Stored items:
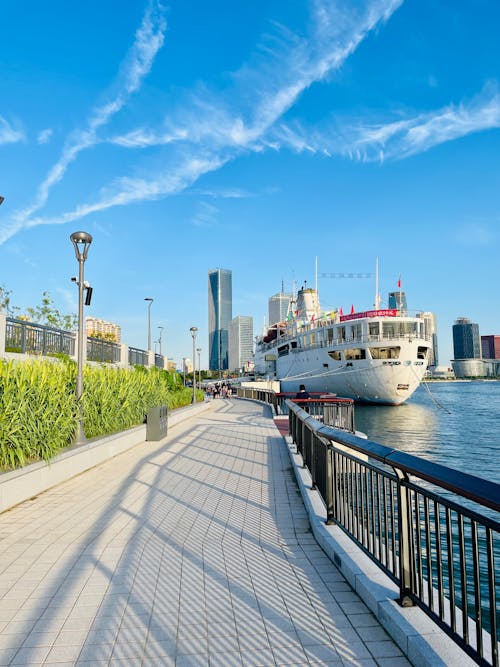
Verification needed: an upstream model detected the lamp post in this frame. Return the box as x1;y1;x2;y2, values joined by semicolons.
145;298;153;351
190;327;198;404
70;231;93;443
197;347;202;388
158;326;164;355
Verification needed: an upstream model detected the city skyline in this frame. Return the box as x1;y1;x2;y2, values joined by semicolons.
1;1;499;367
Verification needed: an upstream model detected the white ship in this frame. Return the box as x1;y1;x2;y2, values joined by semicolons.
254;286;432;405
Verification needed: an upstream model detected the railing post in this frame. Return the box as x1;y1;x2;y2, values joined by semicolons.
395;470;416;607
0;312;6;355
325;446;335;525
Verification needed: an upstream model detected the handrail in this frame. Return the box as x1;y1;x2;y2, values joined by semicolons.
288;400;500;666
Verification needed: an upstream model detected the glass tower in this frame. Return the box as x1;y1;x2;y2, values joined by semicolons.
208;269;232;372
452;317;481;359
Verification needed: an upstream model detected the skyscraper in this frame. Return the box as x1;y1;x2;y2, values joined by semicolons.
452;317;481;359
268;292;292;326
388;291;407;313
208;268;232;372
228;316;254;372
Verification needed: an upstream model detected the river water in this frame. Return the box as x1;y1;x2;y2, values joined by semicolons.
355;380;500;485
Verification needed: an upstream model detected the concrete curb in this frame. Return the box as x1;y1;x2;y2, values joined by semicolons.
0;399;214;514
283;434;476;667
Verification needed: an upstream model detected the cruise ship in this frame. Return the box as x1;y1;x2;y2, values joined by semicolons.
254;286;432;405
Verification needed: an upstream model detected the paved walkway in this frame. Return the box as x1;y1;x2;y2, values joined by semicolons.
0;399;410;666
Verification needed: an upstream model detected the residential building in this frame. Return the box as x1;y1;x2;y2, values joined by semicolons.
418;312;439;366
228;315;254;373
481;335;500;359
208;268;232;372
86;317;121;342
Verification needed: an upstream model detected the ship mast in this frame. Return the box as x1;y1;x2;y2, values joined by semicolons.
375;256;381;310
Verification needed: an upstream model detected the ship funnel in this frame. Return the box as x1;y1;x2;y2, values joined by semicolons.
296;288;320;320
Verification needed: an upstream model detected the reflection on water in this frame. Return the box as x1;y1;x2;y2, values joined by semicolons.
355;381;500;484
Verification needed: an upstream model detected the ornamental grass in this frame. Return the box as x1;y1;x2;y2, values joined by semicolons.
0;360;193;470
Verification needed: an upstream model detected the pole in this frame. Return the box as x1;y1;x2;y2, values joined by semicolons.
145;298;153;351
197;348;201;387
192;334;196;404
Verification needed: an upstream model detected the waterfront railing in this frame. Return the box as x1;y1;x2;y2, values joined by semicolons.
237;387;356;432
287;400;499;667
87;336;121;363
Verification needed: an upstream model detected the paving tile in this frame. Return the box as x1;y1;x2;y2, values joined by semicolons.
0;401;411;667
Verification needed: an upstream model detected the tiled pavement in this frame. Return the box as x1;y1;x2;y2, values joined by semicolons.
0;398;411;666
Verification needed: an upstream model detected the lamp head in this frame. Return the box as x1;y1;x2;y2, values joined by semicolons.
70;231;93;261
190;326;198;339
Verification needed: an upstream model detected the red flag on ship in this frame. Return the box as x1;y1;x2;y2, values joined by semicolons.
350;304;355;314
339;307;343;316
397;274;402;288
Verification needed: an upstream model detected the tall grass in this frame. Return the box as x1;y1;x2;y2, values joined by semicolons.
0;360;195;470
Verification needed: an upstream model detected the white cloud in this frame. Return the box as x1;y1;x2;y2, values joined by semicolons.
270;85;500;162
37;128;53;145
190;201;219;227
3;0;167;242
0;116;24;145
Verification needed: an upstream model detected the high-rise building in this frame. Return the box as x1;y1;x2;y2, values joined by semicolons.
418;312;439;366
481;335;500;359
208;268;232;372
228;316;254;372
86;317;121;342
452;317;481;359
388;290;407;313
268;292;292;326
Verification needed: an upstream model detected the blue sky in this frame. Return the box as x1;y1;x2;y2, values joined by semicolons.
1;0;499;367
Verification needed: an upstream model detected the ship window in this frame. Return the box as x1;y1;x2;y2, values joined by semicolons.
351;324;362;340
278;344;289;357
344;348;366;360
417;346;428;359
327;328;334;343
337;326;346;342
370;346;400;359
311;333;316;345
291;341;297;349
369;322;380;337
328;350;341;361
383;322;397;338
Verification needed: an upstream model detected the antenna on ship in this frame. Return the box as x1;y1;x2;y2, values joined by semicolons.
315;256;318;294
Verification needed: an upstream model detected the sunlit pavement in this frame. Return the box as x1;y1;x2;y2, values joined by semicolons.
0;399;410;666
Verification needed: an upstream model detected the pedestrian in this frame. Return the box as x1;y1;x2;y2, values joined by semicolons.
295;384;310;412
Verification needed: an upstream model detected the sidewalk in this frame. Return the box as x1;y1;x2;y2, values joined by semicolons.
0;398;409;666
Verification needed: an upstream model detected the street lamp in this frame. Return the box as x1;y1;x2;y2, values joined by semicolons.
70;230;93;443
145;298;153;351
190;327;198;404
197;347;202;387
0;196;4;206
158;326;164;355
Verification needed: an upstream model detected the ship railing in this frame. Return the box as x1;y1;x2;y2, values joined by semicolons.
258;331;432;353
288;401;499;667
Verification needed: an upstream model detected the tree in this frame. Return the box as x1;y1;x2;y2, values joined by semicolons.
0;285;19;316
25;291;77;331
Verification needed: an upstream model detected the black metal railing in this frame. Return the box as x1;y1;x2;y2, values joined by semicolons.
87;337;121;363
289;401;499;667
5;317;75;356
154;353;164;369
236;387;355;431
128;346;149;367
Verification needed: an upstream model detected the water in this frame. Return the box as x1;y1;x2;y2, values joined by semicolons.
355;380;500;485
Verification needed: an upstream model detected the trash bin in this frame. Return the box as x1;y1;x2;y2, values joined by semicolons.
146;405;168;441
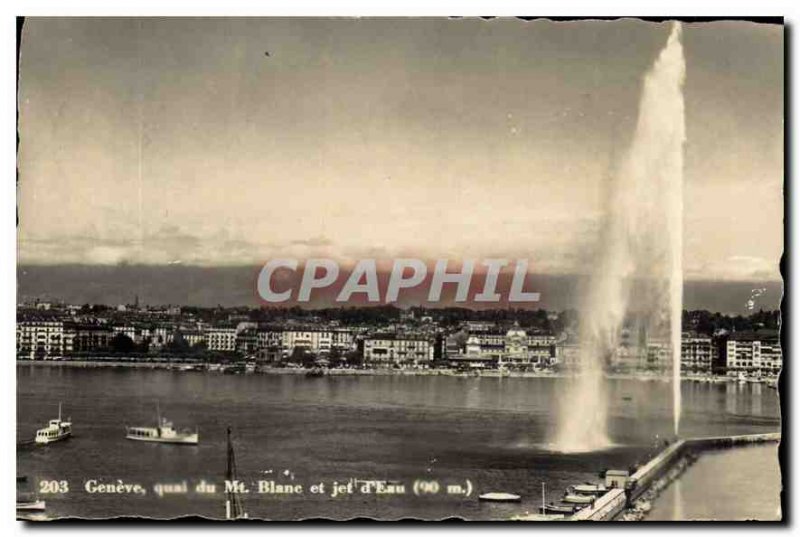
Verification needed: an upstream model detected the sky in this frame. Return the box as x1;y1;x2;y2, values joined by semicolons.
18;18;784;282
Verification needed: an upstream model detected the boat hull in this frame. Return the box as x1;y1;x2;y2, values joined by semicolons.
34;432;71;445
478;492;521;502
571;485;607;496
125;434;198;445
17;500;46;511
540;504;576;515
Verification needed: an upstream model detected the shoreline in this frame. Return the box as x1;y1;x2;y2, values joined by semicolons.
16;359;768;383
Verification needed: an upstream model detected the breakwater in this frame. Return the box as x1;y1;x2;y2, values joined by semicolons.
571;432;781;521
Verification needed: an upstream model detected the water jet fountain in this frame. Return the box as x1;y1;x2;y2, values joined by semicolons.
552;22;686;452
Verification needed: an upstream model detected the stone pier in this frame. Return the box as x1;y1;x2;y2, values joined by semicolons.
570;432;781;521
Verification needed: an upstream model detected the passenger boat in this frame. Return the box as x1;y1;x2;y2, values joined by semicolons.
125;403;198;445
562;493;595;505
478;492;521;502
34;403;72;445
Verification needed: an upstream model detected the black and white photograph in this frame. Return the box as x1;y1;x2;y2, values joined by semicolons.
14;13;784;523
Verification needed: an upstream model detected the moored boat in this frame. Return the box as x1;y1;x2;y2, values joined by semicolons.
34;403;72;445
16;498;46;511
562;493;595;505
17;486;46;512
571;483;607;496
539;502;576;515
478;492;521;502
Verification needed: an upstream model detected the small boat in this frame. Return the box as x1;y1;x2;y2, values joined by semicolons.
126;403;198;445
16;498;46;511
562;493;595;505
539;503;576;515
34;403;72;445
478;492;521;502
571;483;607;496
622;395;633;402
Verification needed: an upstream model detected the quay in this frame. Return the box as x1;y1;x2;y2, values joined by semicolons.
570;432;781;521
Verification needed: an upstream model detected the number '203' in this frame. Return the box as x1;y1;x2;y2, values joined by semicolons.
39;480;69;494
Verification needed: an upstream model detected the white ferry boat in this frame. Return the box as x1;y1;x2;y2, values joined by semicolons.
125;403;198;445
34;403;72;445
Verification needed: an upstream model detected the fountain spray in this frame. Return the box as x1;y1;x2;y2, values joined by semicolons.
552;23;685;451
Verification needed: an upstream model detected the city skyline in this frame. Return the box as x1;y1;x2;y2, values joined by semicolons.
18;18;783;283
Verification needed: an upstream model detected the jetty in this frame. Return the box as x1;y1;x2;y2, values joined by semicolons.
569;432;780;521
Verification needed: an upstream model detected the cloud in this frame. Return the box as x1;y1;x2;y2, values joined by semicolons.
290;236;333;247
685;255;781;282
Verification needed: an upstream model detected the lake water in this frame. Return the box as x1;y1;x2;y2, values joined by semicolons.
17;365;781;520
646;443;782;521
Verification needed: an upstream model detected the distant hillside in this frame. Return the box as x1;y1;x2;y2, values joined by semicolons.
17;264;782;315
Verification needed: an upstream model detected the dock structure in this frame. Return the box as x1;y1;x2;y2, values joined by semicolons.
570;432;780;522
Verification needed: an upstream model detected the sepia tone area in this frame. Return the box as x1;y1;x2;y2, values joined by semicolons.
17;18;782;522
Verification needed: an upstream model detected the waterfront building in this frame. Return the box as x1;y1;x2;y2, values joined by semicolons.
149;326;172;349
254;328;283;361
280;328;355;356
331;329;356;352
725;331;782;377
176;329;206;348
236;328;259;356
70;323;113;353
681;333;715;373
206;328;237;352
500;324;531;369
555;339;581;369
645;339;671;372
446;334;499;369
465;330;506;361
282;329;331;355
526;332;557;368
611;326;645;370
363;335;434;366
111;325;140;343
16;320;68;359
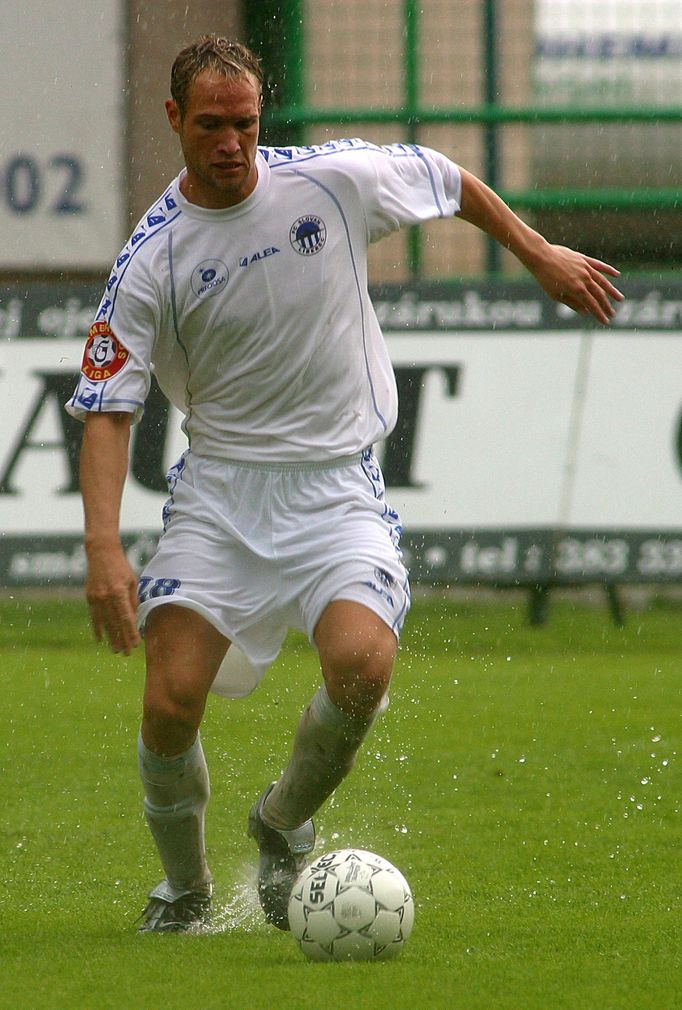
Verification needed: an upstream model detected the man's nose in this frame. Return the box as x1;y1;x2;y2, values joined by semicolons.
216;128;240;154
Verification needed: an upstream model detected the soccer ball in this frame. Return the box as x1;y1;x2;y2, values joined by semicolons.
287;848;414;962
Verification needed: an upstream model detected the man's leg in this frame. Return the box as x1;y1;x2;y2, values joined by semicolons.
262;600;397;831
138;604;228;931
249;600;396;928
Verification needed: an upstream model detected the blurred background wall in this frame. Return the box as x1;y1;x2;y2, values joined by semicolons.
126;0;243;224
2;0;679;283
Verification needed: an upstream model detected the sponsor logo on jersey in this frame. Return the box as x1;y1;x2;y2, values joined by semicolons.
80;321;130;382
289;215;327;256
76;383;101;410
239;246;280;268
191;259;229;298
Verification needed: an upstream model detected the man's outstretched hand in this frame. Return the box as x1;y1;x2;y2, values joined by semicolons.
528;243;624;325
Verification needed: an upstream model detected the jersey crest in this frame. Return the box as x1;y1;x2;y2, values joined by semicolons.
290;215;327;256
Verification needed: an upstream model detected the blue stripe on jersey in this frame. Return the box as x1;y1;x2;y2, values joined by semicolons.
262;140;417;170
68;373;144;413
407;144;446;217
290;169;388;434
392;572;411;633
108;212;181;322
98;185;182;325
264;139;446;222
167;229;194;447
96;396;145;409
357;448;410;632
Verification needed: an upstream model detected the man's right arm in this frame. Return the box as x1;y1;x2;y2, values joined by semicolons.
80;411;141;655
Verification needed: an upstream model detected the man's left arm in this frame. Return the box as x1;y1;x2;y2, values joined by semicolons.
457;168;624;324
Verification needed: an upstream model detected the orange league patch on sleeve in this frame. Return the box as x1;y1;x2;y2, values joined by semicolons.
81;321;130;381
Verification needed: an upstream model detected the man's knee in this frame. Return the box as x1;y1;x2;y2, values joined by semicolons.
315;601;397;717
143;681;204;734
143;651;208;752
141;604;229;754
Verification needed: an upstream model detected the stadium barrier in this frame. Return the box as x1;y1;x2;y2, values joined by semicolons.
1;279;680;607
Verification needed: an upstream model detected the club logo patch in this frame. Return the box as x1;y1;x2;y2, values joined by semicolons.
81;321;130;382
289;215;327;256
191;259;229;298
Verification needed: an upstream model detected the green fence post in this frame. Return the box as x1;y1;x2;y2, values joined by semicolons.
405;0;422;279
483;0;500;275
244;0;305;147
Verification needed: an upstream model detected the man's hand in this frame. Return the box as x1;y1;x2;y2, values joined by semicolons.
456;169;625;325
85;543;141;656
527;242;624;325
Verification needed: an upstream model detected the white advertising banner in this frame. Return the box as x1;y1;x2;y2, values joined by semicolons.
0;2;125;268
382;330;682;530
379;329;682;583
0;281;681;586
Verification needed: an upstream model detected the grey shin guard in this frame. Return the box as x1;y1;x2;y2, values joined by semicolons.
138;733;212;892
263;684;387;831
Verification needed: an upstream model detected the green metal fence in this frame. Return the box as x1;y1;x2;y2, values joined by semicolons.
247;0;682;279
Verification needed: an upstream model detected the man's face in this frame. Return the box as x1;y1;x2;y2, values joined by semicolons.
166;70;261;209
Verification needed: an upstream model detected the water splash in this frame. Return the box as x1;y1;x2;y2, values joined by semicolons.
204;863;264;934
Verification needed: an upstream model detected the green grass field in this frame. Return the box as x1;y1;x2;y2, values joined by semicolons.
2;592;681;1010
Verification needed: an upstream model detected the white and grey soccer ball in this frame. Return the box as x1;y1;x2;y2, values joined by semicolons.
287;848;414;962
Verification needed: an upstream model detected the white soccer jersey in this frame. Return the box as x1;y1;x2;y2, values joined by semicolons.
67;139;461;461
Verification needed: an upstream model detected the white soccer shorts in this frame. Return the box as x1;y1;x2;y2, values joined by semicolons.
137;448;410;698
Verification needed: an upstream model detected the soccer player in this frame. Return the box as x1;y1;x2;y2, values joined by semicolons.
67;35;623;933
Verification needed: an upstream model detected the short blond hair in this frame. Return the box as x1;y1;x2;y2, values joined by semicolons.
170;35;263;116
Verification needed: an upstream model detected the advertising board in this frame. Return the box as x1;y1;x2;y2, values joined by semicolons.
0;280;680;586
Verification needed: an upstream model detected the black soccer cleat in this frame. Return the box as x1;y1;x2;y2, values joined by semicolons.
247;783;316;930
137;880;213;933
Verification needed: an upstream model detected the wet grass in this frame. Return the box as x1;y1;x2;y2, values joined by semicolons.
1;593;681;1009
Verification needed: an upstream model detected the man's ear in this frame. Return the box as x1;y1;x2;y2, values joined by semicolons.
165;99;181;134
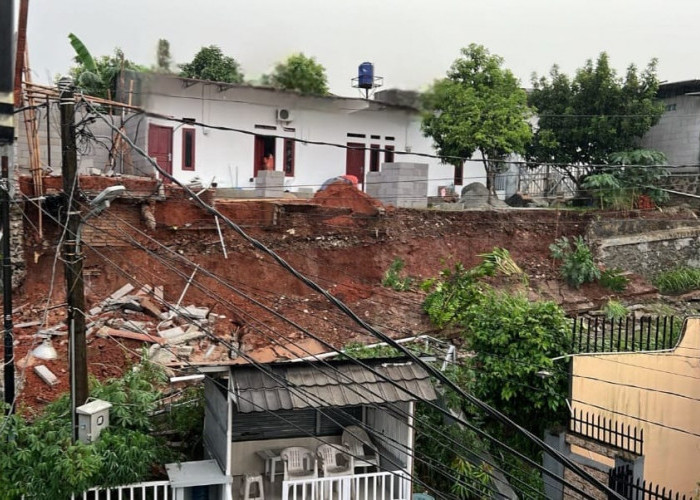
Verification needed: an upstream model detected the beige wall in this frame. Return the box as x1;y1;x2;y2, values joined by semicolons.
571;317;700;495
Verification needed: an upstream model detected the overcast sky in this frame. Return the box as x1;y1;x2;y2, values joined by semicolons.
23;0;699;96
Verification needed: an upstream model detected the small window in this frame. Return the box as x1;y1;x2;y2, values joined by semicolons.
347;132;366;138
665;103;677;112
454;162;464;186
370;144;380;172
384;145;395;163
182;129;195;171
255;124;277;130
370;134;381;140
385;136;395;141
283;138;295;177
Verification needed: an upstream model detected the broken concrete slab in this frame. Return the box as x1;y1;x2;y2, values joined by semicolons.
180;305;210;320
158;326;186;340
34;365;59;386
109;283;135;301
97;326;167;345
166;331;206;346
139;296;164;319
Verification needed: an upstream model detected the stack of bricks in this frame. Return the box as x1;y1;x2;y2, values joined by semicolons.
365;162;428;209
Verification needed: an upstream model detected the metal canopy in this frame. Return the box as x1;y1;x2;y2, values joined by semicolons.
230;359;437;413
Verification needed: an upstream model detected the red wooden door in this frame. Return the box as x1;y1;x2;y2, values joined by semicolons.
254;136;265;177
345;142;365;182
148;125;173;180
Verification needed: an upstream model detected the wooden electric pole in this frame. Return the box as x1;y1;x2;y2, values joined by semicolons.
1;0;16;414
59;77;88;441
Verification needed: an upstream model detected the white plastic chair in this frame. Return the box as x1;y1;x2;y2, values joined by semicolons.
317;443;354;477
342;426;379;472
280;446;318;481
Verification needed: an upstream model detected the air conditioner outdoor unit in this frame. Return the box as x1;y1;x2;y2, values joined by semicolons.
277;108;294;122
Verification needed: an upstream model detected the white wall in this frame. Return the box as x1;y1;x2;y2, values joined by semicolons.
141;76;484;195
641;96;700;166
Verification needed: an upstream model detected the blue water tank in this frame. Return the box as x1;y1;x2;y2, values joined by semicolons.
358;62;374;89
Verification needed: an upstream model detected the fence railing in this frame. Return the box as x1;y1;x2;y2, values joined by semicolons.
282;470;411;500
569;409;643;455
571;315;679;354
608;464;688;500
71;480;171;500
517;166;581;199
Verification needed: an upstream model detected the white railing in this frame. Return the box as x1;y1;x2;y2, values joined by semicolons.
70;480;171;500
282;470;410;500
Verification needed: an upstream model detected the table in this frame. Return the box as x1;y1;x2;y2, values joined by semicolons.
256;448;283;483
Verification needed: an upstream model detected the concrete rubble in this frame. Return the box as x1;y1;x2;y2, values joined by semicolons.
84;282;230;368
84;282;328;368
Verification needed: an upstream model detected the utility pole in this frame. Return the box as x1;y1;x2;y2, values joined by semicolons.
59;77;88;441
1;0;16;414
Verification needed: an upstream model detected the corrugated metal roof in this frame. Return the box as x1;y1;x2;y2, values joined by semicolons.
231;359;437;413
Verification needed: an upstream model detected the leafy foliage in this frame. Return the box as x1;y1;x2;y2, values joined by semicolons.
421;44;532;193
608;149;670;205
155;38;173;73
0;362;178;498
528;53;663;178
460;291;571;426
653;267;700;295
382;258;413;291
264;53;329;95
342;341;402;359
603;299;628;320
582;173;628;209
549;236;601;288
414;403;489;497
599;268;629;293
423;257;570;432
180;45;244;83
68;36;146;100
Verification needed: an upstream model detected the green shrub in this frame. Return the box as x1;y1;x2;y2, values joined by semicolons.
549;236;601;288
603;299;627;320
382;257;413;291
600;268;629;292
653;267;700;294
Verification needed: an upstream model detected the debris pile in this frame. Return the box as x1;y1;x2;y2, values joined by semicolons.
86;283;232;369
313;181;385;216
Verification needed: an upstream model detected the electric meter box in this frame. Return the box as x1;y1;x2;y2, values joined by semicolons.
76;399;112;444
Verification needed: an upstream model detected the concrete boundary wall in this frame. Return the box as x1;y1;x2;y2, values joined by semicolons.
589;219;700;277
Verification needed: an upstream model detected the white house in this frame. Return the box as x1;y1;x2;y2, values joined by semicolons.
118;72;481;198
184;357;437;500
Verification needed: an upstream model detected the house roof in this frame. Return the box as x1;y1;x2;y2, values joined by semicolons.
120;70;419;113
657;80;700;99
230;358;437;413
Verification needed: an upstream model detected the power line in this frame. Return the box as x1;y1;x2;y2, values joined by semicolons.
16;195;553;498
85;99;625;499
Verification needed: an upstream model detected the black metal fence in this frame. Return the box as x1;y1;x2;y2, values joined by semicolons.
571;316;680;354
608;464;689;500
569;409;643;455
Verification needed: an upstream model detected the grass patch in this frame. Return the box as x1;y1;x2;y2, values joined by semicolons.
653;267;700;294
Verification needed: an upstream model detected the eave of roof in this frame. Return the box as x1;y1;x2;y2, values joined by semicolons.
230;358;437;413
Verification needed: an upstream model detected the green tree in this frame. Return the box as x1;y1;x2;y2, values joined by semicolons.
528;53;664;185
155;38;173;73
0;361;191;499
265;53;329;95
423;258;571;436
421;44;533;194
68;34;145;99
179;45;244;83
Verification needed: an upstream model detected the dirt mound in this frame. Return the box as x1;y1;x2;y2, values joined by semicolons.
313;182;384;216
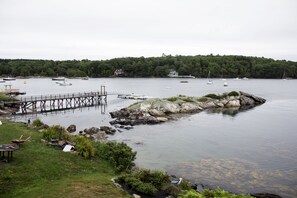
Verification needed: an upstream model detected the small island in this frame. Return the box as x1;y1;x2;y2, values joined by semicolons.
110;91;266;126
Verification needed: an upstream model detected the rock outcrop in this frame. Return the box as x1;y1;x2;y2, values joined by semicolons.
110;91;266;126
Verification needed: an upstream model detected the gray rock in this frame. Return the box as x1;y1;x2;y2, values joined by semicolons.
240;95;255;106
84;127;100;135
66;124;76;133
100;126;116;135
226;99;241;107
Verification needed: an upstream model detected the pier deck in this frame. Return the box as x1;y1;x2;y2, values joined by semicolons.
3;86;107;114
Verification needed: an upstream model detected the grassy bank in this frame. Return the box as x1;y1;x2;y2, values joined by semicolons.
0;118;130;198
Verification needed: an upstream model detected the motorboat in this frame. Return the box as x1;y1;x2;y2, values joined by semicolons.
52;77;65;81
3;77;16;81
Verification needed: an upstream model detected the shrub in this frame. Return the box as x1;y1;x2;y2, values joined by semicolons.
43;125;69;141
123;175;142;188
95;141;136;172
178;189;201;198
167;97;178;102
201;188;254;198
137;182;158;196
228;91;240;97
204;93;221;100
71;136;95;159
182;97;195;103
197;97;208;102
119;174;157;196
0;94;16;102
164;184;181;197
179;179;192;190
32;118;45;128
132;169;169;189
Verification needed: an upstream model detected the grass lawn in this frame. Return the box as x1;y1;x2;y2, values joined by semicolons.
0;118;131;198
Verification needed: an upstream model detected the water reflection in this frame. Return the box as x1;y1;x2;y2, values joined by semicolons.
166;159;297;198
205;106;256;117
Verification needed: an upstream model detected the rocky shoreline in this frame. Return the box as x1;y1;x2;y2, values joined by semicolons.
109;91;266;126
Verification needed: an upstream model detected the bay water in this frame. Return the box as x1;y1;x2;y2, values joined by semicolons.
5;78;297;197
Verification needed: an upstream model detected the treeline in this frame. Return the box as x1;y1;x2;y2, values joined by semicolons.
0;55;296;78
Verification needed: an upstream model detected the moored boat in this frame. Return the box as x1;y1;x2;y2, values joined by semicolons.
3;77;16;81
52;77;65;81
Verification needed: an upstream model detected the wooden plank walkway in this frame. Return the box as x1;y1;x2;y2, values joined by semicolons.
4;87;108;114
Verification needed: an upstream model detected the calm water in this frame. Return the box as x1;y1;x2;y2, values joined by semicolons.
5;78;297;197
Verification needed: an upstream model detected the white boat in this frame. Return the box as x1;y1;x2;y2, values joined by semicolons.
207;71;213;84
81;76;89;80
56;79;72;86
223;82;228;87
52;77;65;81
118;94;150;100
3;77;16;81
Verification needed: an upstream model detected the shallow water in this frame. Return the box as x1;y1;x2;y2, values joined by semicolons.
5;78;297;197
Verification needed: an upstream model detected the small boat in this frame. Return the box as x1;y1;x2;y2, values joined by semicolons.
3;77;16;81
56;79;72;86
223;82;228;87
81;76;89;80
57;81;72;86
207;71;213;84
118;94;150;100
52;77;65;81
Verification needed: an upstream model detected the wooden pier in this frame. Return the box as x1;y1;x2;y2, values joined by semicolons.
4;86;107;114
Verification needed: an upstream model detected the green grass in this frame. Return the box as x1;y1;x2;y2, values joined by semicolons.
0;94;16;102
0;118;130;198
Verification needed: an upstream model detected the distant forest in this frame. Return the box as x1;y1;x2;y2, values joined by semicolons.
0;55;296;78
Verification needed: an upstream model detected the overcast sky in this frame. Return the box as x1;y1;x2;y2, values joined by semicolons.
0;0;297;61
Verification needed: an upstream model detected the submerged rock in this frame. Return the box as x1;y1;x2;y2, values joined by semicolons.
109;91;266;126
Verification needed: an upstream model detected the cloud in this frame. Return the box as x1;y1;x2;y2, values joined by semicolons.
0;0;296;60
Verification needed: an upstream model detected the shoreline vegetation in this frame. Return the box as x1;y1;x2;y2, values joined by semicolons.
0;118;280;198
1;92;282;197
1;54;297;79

• [BRIEF]: Please copy the line that contains "the distant forest" and each line after it through the end of the records, exactly, and no other lines.

• [OUTPUT FOR THIS TASK]:
Verification needed: an upstream model detected the distant forest in this frame. Return the box as x1;y1;x2;y2, values joined by semicolons.
0;55;296;78
Verification needed: an upstream model detected the overcast sky in this frame. Return the box as x1;y1;x2;y2, values joined by semicolons.
0;0;297;61
Verification needed: an upstream model detected the submerged rock in this frame. Return the box as x1;y1;x2;y2, values joined by semicolons.
109;91;266;126
Verification needed: an upstream model detected the cloud in this frame. Return the box as x1;y1;x2;y2, values joined by semicolons.
0;0;296;60
Verification needed: an upstream model detected the shoreline vegetation in this frame. Return the box as x1;y1;x2;y2, values joined by semicolons.
0;118;280;198
1;92;282;197
1;54;297;79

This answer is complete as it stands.